## Problem statement
In one to three sentences, explain why the article below on Comcast and the old phone system says ISPs like Comcast will inevitably receive more data than they send.

How Comcast Is Trying To Turn The Internet Into The Old, Broken Phone System
from the all-while-avoiding-being-called-a-telelcom dept
The short version is that, after AT&T was broken up into the baby bells, and you had some amount of long distance competition, the real bottlenecks were the baby bells who had a terminating monopoly. Anyone who wanted to call someone long distance had to pay the terminating baby bell to reach those people, and since they were monopolies, they drove up the prices quite a bit. This is what happens under a sender-party pays system with monopolies on the last mile/termination points. The internet, on the other hand, was built under a very different system, what's known as "bill and keep", where by the end users pay for their own bandwidth, and ISPs are expected to work out the transit and interconnections on their own -- often with no money changing hands, thanks to what had been mostly informal (and later more formal) peering agreements.
In short: under the old baby bell model, payment mainly went from the "sender/caller" to the terminating provider for access to that end node. Under the internet model, the end nodes paid for access to "the internet" recognizing that part of the deal was that they were getting equal access to everyone else. The shift that Comcast (and now others) have been making, is to try to take their dominant position to recreate the old system, seeking to charge for access to those end nodes as well (effectively, as we've been saying for years, double charging for the internet). That is, they're seeking to have you both pay for your bandwidth and having internet companies pay again to get to you on the bandwidth you already paid for.
And the only reason they can do this is because they have tremendous market power. Comcast pretends that it's doing this because of differing traffic ratios between peering partners, but as Lee notes, that's not right:
Again, what's really happening is that Comcast is trying to quietly recreate the baby bell system of old, in which it has enough power as a terminating monopoly to charge monopoly rents for "access" in a system that was built off of the idea that no one needs to pay to access another end point, you're just paying for your own connection to the network.
But that's not how the internet works. Consumer-facing ISPs have always received more traffic than they send out. Comcast itself sells "unbalanced" internet service to its customers, with download speeds much faster than upload speeds. That makes it inevitable that ISPs like Comcast will receive more data than they send. But in the bill-and-keep model, ISPs generally pay transit providers for connectivity, regardless of traffic ratios.
The traffic ratio rule Comcast advocated in 2010 was a variation on the sender-pays rule. It will create the same kind of terminating monopoly problem that plagued the long distance telephone market. But that might not seem like a bad thing if you own the monopoly.

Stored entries
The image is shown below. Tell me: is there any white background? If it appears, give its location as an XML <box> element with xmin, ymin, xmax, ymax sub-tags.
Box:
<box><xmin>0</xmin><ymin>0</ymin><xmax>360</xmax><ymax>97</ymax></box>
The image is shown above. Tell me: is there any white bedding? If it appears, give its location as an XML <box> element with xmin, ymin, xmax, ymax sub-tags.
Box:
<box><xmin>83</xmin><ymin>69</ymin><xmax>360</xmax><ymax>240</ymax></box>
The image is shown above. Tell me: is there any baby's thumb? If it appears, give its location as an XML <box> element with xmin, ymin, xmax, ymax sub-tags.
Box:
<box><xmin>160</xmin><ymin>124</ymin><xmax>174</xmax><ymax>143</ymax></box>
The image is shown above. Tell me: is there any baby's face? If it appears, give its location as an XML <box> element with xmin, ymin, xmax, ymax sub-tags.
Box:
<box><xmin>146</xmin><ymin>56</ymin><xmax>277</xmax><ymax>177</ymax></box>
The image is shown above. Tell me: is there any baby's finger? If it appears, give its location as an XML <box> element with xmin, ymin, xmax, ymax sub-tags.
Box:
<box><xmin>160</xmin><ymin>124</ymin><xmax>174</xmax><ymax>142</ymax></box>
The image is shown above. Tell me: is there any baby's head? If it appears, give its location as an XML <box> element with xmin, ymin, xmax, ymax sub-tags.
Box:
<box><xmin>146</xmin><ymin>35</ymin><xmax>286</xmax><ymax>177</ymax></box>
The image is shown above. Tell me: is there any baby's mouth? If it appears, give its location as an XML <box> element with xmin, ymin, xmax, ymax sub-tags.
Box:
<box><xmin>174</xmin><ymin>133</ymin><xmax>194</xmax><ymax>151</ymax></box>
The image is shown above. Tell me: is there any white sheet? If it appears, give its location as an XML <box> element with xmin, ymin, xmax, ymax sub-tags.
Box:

## Answer
Consumer-facing ISPs have always received more traffic than they send out. Comcast itself sells customers "unbalanced" service, with download speeds much faster than upload speeds. That makes it inevitable that such ISPs take in more data than they send.